→ Short task: Write out the material exactly, with the pictures left out.

· · · ·

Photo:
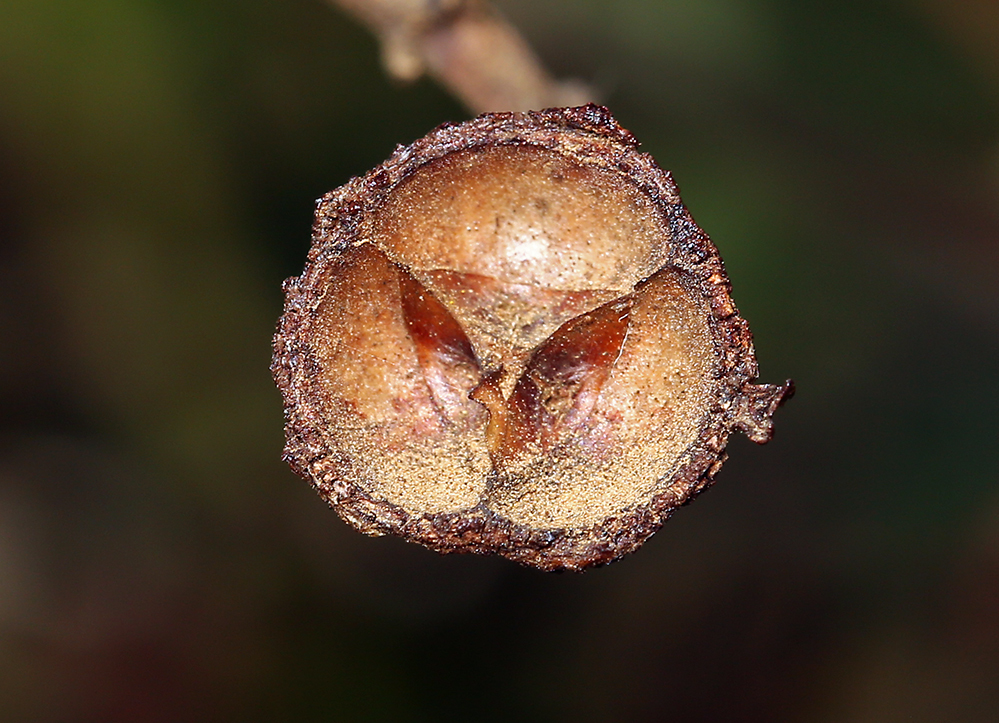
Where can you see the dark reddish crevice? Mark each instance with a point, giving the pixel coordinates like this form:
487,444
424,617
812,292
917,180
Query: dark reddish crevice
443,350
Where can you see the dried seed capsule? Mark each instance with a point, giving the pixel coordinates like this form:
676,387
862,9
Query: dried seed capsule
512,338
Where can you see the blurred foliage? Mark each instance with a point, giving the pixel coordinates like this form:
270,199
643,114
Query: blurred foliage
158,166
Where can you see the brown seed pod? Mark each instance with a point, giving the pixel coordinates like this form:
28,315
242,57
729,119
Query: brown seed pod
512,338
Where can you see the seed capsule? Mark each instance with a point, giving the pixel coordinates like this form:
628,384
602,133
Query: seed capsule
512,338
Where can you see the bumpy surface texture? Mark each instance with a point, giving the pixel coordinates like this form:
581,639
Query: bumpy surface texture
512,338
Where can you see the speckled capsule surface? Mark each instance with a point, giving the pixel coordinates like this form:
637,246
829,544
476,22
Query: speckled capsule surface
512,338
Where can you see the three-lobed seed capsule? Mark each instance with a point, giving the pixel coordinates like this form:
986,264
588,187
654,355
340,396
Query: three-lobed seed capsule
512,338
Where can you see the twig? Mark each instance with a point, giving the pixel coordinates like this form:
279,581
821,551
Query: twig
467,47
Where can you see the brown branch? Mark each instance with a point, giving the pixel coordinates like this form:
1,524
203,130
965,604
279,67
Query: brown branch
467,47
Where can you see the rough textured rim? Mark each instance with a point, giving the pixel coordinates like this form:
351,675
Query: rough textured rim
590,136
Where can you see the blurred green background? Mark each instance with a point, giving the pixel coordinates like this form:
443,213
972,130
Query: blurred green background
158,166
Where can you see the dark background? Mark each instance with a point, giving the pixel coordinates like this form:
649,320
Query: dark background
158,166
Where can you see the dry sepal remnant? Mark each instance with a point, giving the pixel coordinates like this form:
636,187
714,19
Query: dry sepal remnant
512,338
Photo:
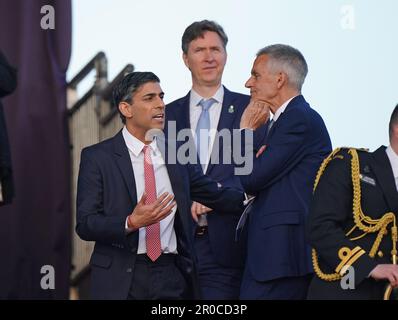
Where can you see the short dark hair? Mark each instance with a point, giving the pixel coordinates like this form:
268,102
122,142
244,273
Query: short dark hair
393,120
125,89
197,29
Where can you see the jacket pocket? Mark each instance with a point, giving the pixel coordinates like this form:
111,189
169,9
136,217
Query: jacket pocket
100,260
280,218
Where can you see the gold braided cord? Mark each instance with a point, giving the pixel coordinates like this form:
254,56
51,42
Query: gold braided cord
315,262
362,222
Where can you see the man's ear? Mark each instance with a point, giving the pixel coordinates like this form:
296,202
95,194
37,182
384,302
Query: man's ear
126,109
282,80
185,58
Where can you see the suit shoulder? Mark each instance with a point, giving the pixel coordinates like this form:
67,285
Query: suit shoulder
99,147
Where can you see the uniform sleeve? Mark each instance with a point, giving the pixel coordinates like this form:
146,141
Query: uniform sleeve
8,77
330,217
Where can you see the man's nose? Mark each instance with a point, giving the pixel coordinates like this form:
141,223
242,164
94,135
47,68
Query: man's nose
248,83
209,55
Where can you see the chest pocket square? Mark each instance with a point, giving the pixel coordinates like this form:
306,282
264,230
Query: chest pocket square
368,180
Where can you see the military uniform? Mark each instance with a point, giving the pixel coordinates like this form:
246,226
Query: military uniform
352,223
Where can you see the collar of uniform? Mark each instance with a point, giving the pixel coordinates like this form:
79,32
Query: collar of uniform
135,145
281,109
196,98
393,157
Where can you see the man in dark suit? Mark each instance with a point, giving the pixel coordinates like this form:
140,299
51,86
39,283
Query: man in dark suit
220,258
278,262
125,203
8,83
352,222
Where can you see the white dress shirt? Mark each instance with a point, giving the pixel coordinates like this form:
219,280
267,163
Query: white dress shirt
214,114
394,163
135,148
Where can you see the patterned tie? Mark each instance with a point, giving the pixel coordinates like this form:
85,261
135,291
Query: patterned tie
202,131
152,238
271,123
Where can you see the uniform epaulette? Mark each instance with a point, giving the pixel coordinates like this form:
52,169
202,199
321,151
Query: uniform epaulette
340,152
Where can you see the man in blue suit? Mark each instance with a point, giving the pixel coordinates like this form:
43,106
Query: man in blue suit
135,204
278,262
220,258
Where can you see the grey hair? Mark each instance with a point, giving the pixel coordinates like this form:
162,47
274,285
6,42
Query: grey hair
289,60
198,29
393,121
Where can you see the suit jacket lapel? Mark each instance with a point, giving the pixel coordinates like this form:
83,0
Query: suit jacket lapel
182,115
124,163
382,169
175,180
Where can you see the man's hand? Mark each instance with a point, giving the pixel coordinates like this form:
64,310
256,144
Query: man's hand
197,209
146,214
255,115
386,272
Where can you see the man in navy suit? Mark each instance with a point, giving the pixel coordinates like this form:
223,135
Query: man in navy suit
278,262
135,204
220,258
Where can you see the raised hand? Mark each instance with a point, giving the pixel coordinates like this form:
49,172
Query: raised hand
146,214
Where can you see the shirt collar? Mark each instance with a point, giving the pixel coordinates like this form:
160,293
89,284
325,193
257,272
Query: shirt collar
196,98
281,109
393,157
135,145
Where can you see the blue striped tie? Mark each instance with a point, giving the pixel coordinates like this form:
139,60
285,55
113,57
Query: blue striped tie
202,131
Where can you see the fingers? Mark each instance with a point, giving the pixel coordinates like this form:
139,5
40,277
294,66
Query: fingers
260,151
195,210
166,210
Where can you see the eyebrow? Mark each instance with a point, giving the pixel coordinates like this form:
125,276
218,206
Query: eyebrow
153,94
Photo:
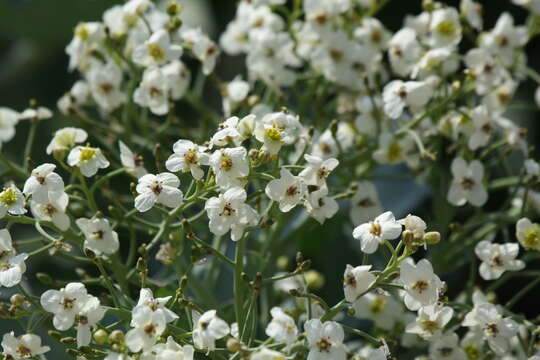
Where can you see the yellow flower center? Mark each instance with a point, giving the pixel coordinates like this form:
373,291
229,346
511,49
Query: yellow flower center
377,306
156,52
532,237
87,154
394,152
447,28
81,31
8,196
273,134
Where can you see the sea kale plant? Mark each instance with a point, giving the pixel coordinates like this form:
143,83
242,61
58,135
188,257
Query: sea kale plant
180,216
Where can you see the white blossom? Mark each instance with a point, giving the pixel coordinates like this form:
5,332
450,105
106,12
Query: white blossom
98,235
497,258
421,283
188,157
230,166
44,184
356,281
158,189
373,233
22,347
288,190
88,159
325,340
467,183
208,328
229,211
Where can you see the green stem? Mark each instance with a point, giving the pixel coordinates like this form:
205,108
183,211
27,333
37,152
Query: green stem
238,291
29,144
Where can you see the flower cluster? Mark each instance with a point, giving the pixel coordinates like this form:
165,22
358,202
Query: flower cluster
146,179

· · · ·

→ Task output:
Photo:
Where can you see the dark reddish crevice? Mark each instance with a point, giving the pixel coordinates like this form:
487,444
424,617
812,292
917,180
Query: dark reddish crevice
443,350
Where can you see the dried seed capsule? Mark each instance with a point, giving the pixel coordinates like this form:
676,387
862,9
Query: dried seed capsule
512,338
Where can you see the blurred foliage? Mark each instance with a point, giving the pixel coordinates like this form:
270,199
643,114
Query: blurred foliage
158,166
Where can you see the brown seed pod? Mark each instance with a point, giving the pixel coordinates like this form:
28,315
242,57
729,119
Query: brown seed pod
512,338
Where can you see the seed capsule? Mark each instance with a point, giving the pixel coordinates like this form:
628,384
602,133
Query: seed capsule
512,338
Where can you see the bumpy surface texture? Mark each instance with a point, giving the pixel coordinates like this form:
581,639
Query: bumpy surface texture
512,338
Where can you see the speckled capsule surface? Mark each instance with a point, giving the pixel coordinates like this form:
637,246
829,544
476,22
Query: speckled capsule surface
512,338
Where can you see the three-lobed seed capsule? Mark each instance with a point, giving the pixel coordinates like this form:
986,264
588,187
654,355
340,396
Query: three-lobed seed capsule
512,338
Where can you see the twig? Mark each instance with a point, giving the pixel coordinates like this form:
279,581
821,551
Query: twig
467,47
Where can you see the brown branch? Mark each instance with a point, giving the pixel coordinates like this form:
1,524
203,130
965,604
279,67
Query: brown branch
467,47
Where can you see the rough textured rim? Mark each instance with a point, giving the pixel coordinates like this form:
351,675
Query: rough textured rim
590,136
Where can you see the blurred green background? Mark each instance with a point, giving the pixel coordinates like this form:
443,213
972,130
Query: blurred green background
158,166
Where can you see the dark background? Mark each instance with a point, giving the pixel coordinates like this form:
649,320
Query: dark background
158,166
Where can you see the dry sepal remnant? Mark each instance with a point, giving the pixel coordinates like this form:
636,187
714,19
Query: dry sepal remnant
512,338
Photo:
Where can you see the short dark hair? Mark each instance with a point, giving the pixel coordinates like this form:
268,102
122,142
244,273
Query: short dark hair
393,120
125,89
197,29
Where can you see the jacket pocket? Mark each instance with a point, giving the pixel coordinates like this form:
111,189
169,9
136,217
Query: jacket pocket
100,260
280,218
Where can you see the gold braided cord? Mark each instance with a point, giving the pixel coordinates like this form:
254,56
51,42
Query: gold braided cord
315,262
362,222
Where can you see the man's ear? Mark each instance with a point, giving the pixel coordinates like this form:
296,202
95,194
37,182
384,302
Query: man's ear
126,109
282,80
185,58
Where can you see the suit shoulder? Mark each instance with a point, giving the pixel coordinates like this form:
67,285
Query: suit shoulder
99,147
Where can you see the uniform sleeve? Mark each instance with a point, giving the pixel coordinates like this form:
146,141
Query: uniform sleeve
8,77
330,217
Where can you see the man's nose? Mark each instance with a point, giving the pixel coordinates like this form:
141,223
242,164
94,135
47,68
Query: man's nose
248,83
209,55
Where can you see the chest pocket square? Mark each instance with a point, giving the pixel coordinates like this form:
306,282
264,230
Query: chest pocket square
368,180
Where can you see the military uniform? Mark each instance with a point, giving the pixel coordinates like this form:
246,226
Query: military uniform
352,223
Where can you see the collar of uniform? Mark each instance with a point, giving the pixel coordinates like this form:
79,32
Query: collar of uniform
135,145
281,109
196,98
393,157
Where can you see the man in dark suit? Mark each instance with a point, giving the pixel coordinates like this form:
140,299
51,86
39,283
Query: man in dark suit
220,258
278,262
125,203
8,83
352,222
Where can you see the white dress shirt? Mark each instance with a point, giving the pixel coordinates like this form:
219,280
267,163
Query: white dress shirt
214,114
394,163
135,148
Where can you see the patterned tie? Mark each instance with a point, giving the pixel coordinates like this form:
85,261
135,291
Query: patterned tie
202,131
152,238
271,123
Where can you see the uniform epaulette? Mark each instance with a point, giving the pixel coordinates like this form:
52,169
202,199
321,151
Query: uniform epaulette
340,152
Where can you see the man in blue suit? Mark each instance with a point, giving the pixel coordinates like this form:
43,106
Query: man in blue suit
135,204
278,262
220,258
Where can you see the grey hair? Mark each instance with a point, giving the pixel coordinates like this form:
162,47
274,285
6,42
Query: grey hair
289,60
198,29
393,121
Where can you see the suit jacket lapel? Mark each instance with a point, giving the pixel coordinates like this form:
83,0
Query: suit jacket lapel
182,115
124,163
382,169
175,180
Where can you see the man's hand? Mark each instance with a point, giving the pixel coordinates like this form:
64,310
256,144
Query: man's hand
197,209
146,214
255,115
386,272
Where can you see the man in navy suit? Mark each instance with a point, giving the pixel coordinates like this form:
223,135
Query: man in navy suit
278,262
135,204
220,258
Where can you see the raised hand? Mark each instance with a point, giving the pixel coordinates like this form:
49,172
Query: raised hand
146,214
Where can you see the shirt collar? Mark each instance with a point, giving the pixel coordinates like this form:
160,293
89,284
325,193
257,272
Query: shirt collar
196,98
281,109
393,157
135,145
Where can you see the blue striped tie? Mark each instance with a point, giving the pixel coordinates like this form:
139,60
285,55
113,57
Query: blue striped tie
202,131
Where can you see the fingers? Mark each instance with a point, giving the pixel coordinates like this form:
139,5
40,277
294,66
Query: fingers
260,151
195,210
166,210
Where can you see the eyebrow? Mark each instance with a point, giving the pixel coordinates like this form:
125,276
218,206
Query: eyebrow
153,94
Photo:
Where can you see the yellow flower center? Mark each instance with a point, giving the pixel coordinates like this form:
373,291
229,346
511,49
Query: yellow flower center
377,306
156,52
532,237
87,154
394,152
447,28
81,31
8,196
273,134
Where can you see the sea kale plant? Mark each instance with a point, giving the pixel coordinates like this form:
143,83
242,61
58,135
188,257
Query: sea kale plant
180,216
Where can you see the white blossom? Mark each instance with a point, giving the pixel coordinates like this form:
5,332
450,105
106,12
Query: white blossom
98,235
497,258
421,283
188,157
230,166
44,184
356,281
158,189
373,233
22,347
288,190
88,159
325,340
467,183
208,328
229,211
Where can you see the green stem? Mark each instance with a point, giving the pixel coordinates like this form:
205,108
183,211
27,333
37,152
Query: green stem
238,291
29,144
Where can you see the flower cluster? Mark each instance with a point, giving the pixel coordinates like this form:
165,22
358,202
Query: flower cluster
146,179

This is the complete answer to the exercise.